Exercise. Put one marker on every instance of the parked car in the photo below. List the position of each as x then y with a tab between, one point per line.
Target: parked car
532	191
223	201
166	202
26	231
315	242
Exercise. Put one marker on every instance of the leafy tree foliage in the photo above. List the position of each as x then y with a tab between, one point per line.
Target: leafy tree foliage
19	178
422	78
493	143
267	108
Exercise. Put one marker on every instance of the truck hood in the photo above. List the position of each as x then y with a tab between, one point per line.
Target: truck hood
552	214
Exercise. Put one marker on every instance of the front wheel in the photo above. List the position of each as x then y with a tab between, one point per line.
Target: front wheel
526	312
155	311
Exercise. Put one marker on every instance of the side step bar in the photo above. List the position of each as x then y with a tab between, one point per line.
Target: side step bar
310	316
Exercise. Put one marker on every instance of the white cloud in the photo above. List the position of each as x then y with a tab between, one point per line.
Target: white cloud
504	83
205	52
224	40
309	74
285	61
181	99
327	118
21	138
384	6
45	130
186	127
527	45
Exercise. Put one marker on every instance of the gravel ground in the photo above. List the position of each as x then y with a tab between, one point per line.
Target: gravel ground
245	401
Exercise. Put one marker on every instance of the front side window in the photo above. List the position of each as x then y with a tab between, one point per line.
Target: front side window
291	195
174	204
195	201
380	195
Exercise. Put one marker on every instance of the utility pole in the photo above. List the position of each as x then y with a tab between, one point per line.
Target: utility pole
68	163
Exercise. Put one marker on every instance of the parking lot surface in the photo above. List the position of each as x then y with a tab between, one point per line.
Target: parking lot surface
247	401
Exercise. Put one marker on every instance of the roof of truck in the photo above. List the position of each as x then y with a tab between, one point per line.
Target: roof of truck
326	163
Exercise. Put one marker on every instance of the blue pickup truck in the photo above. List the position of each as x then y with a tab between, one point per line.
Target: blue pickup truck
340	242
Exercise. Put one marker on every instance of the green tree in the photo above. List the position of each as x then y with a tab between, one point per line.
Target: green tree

+ + + +

課題の説明 >> 「Exercise. Put one marker on every instance of the front side」を含む行から記録の最後までの行を、指示の行も含めて（両端を含む）もう一度書き出し、答えの座標の数値をすべて55ずつ大きい位置へ移すこと。

この課題の結果 >>
Exercise. Put one marker on every instance of the front side window in the photo above. List the position of each as x then y with a tab between, one point per line.
Target: front side window
346	250
229	259
250	256
435	250
Exercise. Put one marker on every instance of the utility pole in the photo above. List the position of each as x then y with a tab between, one point per line.
Target: utility pole
123	218
Exercise. Put one marker on every instance of the parking lot surface in the photo above. List the position of each as x then y with a tab between, one point per line.
Target: parking lot surface
302	456
Exercise. Put one marker on every instance of the roof of truck in the photo above. List the position of each as x then y with a tab between, one point per line.
Target: roof of truck
381	218
Exercise. Put one marker on every instance of the blue pickup truck in the photo above. List the position of each as x then y with a tab between, one point per line.
Target: blue pickup truck
395	297
Exercise. Put one marker on every instance of the green tree in the photo above. List the position of each as x then y with a tab between, one point per line.
Target: green tree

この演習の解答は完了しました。